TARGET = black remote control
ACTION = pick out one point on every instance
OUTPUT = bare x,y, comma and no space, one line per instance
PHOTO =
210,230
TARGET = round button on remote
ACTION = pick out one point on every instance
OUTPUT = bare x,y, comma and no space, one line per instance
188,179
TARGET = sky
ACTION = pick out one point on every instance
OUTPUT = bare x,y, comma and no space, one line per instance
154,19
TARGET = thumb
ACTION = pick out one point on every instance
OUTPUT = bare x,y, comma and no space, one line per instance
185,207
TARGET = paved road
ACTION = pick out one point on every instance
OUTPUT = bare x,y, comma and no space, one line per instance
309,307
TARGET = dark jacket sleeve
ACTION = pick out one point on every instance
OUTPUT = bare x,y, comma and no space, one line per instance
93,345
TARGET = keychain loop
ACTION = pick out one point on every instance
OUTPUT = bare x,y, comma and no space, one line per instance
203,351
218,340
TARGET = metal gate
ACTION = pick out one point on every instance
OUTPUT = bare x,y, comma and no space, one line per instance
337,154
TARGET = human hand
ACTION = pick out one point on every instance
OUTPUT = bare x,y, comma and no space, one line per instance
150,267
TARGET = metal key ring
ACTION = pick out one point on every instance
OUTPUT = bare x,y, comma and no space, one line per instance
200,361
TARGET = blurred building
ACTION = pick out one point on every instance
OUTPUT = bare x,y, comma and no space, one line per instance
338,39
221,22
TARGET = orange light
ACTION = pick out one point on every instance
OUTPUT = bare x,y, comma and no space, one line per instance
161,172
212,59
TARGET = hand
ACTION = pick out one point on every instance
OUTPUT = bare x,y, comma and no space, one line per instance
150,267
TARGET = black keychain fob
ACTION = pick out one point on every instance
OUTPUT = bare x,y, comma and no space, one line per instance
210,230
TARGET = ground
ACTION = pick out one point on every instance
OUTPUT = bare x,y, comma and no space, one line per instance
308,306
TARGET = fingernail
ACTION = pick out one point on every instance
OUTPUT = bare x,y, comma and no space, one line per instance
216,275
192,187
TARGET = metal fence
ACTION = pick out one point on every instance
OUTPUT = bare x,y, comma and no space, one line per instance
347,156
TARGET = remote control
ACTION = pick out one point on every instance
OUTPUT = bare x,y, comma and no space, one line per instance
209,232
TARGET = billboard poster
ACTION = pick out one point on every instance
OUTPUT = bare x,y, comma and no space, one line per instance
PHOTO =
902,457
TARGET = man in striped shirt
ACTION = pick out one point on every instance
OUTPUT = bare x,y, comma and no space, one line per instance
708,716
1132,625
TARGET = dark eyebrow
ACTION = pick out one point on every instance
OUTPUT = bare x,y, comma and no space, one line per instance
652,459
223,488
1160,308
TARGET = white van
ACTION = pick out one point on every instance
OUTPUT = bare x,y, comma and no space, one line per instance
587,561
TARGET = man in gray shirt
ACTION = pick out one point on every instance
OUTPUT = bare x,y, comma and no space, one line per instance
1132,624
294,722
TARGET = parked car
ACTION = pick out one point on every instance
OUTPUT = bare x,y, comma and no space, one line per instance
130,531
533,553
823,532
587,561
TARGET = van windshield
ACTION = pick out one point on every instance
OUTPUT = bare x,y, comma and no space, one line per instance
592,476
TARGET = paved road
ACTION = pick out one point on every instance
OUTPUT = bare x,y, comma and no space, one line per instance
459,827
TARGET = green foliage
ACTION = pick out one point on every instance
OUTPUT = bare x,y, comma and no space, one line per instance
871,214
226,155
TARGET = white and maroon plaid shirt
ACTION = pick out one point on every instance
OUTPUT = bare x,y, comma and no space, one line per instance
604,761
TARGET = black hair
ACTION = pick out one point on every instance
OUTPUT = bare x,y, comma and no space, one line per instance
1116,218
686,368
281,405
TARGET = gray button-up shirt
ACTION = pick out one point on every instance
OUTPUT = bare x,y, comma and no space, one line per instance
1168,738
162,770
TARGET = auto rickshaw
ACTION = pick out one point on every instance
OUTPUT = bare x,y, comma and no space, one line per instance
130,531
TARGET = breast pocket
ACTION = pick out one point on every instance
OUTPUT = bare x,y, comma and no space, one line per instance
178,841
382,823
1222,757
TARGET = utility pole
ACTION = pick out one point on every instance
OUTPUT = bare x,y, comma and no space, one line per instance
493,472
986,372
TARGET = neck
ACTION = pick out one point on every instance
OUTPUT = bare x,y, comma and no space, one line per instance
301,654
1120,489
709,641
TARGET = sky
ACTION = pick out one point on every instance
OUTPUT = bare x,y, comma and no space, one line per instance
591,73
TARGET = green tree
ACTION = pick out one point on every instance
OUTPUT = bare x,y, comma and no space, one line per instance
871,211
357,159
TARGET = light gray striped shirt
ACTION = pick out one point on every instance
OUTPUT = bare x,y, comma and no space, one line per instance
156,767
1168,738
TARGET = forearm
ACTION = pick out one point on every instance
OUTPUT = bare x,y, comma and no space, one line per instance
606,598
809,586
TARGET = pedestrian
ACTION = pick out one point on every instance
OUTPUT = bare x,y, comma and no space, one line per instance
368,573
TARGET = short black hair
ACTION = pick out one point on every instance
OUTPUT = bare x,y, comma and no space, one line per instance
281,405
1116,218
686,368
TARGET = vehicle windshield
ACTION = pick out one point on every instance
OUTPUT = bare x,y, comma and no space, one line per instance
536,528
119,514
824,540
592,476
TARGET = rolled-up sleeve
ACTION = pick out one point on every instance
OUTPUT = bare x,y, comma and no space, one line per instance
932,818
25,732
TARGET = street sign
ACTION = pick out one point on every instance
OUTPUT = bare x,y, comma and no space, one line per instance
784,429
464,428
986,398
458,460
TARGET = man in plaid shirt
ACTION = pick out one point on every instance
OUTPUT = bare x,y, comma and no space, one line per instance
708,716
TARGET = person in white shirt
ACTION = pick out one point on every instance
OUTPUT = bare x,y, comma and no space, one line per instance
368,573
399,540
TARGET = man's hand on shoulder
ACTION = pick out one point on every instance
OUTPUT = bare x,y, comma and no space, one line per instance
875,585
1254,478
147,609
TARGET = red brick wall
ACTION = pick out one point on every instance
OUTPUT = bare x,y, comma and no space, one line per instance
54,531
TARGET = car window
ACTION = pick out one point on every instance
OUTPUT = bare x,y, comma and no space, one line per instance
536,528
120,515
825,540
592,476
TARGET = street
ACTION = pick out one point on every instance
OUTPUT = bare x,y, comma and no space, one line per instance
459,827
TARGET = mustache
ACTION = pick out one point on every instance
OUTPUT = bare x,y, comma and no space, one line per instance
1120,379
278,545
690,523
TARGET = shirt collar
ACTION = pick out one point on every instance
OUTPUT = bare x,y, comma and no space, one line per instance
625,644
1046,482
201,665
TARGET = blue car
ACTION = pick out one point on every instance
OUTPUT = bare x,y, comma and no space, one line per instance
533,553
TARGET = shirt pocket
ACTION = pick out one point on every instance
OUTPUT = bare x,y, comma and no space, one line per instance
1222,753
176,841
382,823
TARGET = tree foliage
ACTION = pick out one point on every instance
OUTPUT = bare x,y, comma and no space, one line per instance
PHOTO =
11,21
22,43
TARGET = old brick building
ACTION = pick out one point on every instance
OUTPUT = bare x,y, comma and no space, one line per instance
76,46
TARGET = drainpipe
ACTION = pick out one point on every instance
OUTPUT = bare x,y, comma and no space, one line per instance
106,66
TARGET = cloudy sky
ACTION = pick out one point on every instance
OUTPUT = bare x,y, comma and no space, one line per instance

━━━

#### Your goal
Begin at the line containing "TARGET = red brick wall" and reproduce each line through the end of the records above.

#### Written response
TARGET = red brick wall
ACTION = pick out one point on every instance
OUTPUT = bare x,y, comma and no space, one line per instance
54,531
TARGET = car window
ACTION = pick out one point on every instance
OUTPUT = bare x,y, comma and no space, one line per instance
536,528
120,515
825,540
592,476
TARGET = street
ACTION = pick out one point on every instance
OUTPUT = bare x,y, comma and no space, one line per instance
459,827
TARGET = mustache
ACTION = pick out one point on every instance
OUTPUT = bare x,y, comma and no space, one line per instance
1120,379
278,545
690,523
TARGET = shirt collar
ACTION = pick out one point on every instance
OUTPUT = bare x,y, comma and no space, one line per instance
625,644
1046,482
201,665
TARGET = blue car
ACTION = pick out one point on every instance
OUTPUT = bare x,y, comma and no space, one line per instance
533,553
TARGET = shirt pocket
ACTION = pick out one point on every instance
OUTPUT = bare x,y, comma and no space, one line per instance
1222,753
176,841
382,823
TARGET = tree foliage
ACTION = pick out one point on every instance
OUTPUT = bare x,y, comma and no space, one line per instance
PHOTO =
11,21
22,43
TARGET = old brick building
ACTION = pick out one point on every instance
OUTPUT = bare x,y, comma and no space, one line per instance
76,46
TARGET = drainpipe
ACTION = pick out one point on every instance
OUTPUT = bare x,y, comma and no space, one line per instance
106,66
TARGET = cloudy sky
ACTION = pick out one point on every instance
OUTPUT = bare x,y, comma and no space, one line per instance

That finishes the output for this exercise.